> **Input material**

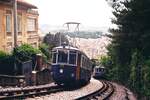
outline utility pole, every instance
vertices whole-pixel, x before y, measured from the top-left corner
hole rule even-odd
[[[17,35],[18,35],[18,24],[17,24],[17,1],[13,0],[13,18],[14,18],[14,47],[17,47]]]

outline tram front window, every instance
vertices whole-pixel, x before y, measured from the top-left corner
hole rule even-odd
[[[76,65],[76,53],[70,52],[70,54],[69,54],[69,64]]]
[[[58,51],[58,63],[67,63],[68,52]]]

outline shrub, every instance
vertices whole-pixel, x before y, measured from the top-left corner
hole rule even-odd
[[[43,53],[43,56],[46,58],[46,60],[50,60],[50,58],[51,58],[50,47],[47,44],[43,43],[40,45],[39,49]]]
[[[13,51],[13,55],[20,62],[25,62],[28,60],[33,60],[36,54],[41,53],[40,50],[33,48],[29,44],[23,44],[19,47],[16,47]]]

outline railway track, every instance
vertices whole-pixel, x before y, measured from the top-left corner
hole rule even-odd
[[[76,100],[106,100],[108,99],[114,91],[114,87],[111,83],[107,81],[102,81],[102,88],[99,90],[88,94],[86,96],[77,98]],[[76,87],[79,88],[79,87]],[[5,88],[0,90],[0,100],[1,99],[25,99],[27,97],[35,97],[39,95],[45,95],[50,93],[56,93],[65,90],[74,90],[75,87],[72,89],[66,88],[63,86],[57,85],[39,85],[39,86],[30,86],[30,87],[16,87],[16,88]]]
[[[24,99],[27,97],[45,95],[48,93],[55,93],[63,91],[64,88],[56,85],[39,85],[30,87],[19,87],[19,88],[4,88],[0,90],[1,99]]]
[[[114,86],[107,81],[102,81],[102,84],[103,86],[99,90],[83,97],[77,98],[76,100],[108,100],[114,92]]]

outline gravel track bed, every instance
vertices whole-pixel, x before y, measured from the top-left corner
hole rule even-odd
[[[137,100],[134,94],[124,86],[117,83],[112,83],[115,87],[114,94],[110,97],[110,100]],[[126,94],[128,98],[126,98]]]
[[[102,88],[102,83],[92,78],[88,85],[80,89],[74,91],[63,91],[58,93],[51,93],[49,95],[35,97],[35,98],[28,98],[26,100],[72,100],[90,94],[100,88]]]

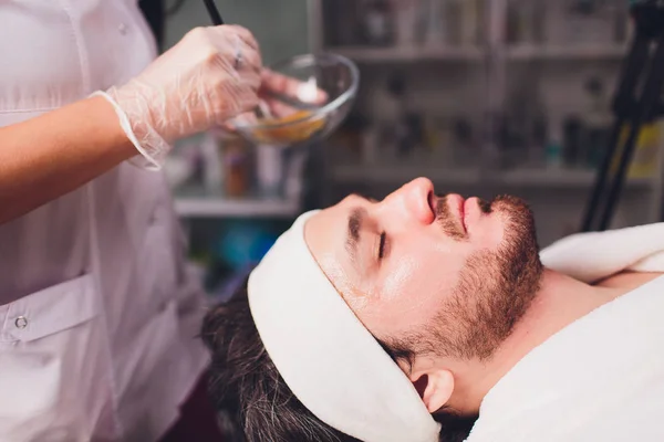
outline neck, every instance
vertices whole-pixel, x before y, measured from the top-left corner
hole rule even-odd
[[[592,286],[546,270],[541,288],[526,315],[488,361],[455,361],[455,391],[448,404],[476,414],[489,390],[533,348],[593,309],[620,296],[618,287]]]

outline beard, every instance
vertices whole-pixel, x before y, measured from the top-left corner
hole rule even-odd
[[[543,267],[535,219],[526,202],[500,196],[490,202],[480,201],[480,210],[505,218],[504,239],[497,250],[483,250],[468,259],[452,296],[443,303],[430,328],[409,337],[416,354],[490,359],[539,290]],[[463,225],[449,213],[444,198],[436,212],[436,221],[447,235],[456,241],[466,240]]]

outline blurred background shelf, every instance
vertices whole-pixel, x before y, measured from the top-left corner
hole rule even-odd
[[[408,63],[421,61],[480,62],[485,51],[476,46],[331,46],[329,51],[359,63]],[[620,61],[624,44],[528,44],[508,46],[507,57],[513,61]]]
[[[515,61],[620,61],[627,53],[623,44],[539,45],[516,44],[507,50],[508,59]]]
[[[298,201],[270,198],[177,197],[175,210],[185,218],[291,218]]]
[[[359,63],[406,63],[417,61],[477,62],[483,60],[481,50],[473,46],[338,46],[329,48],[329,51]]]
[[[361,182],[376,185],[400,185],[418,177],[429,178],[437,185],[478,186],[505,185],[528,187],[585,188],[595,179],[595,172],[582,169],[509,169],[481,173],[477,169],[448,169],[445,167],[417,166],[339,166],[332,170],[339,182]],[[631,178],[630,187],[651,187],[654,178]]]

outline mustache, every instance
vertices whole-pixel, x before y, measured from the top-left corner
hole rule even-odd
[[[445,234],[456,241],[461,241],[466,238],[466,231],[461,221],[453,215],[449,210],[449,203],[447,201],[447,194],[438,197],[436,207],[434,208],[434,214],[436,222],[443,229]]]
[[[449,202],[447,201],[447,196],[439,196],[436,206],[434,208],[434,215],[436,217],[436,222],[440,225],[446,235],[450,236],[454,240],[461,241],[466,239],[466,229],[464,229],[463,221],[459,220],[456,214],[453,214],[449,209]],[[491,213],[494,210],[492,202],[484,199],[478,199],[479,210],[485,214]]]

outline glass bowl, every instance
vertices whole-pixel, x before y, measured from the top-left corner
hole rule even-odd
[[[269,109],[260,118],[245,114],[230,122],[239,135],[255,145],[292,147],[319,141],[339,127],[353,106],[360,71],[344,56],[297,55],[269,69],[301,84],[297,91],[289,91],[292,96],[270,96]]]

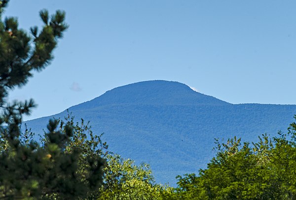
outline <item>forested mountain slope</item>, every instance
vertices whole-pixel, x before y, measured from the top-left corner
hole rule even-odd
[[[69,109],[104,132],[110,150],[149,164],[157,182],[174,185],[175,176],[197,172],[215,155],[215,138],[234,135],[257,141],[267,133],[286,132],[295,105],[233,104],[177,82],[149,81],[119,87]],[[42,133],[53,116],[26,122]]]

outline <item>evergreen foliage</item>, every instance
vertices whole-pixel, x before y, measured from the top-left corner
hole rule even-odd
[[[32,28],[29,35],[18,28],[16,18],[2,19],[8,1],[0,0],[0,199],[85,198],[102,185],[105,162],[81,148],[68,149],[75,142],[74,132],[80,130],[70,121],[51,119],[40,145],[20,129],[22,115],[30,114],[34,101],[7,100],[10,91],[50,63],[58,39],[68,28],[66,14],[58,10],[50,16],[41,10],[44,25],[40,31]]]

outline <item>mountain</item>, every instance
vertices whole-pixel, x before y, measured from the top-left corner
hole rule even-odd
[[[265,133],[285,132],[296,105],[233,104],[173,81],[144,81],[119,87],[69,108],[76,119],[90,121],[94,133],[105,133],[110,150],[137,163],[150,165],[157,182],[198,173],[215,156],[215,138],[236,135],[256,141]],[[48,120],[66,111],[26,122],[43,133]]]

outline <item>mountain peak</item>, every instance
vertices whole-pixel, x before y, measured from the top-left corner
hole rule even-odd
[[[165,80],[146,81],[118,87],[86,103],[88,104],[89,107],[120,104],[219,105],[229,104],[194,91],[184,83]]]

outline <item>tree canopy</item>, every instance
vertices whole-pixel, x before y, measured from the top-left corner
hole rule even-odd
[[[295,117],[296,119],[296,116]],[[296,124],[287,133],[266,134],[250,145],[234,137],[217,141],[205,169],[178,176],[174,197],[200,200],[296,199]]]
[[[24,139],[30,133],[22,133],[22,116],[30,113],[34,102],[7,100],[11,90],[50,64],[58,40],[68,27],[66,13],[57,10],[50,15],[40,11],[43,26],[40,30],[31,28],[29,34],[19,28],[16,18],[3,19],[8,1],[0,0],[0,198],[84,198],[102,185],[104,160],[98,155],[83,154],[78,148],[67,149],[77,131],[70,121],[50,120],[42,144]]]

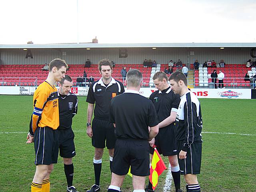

> **Your instructions**
Give the number of lines in the listing above that contain the string "item". Reply with the number alone.

> **Full answer**
5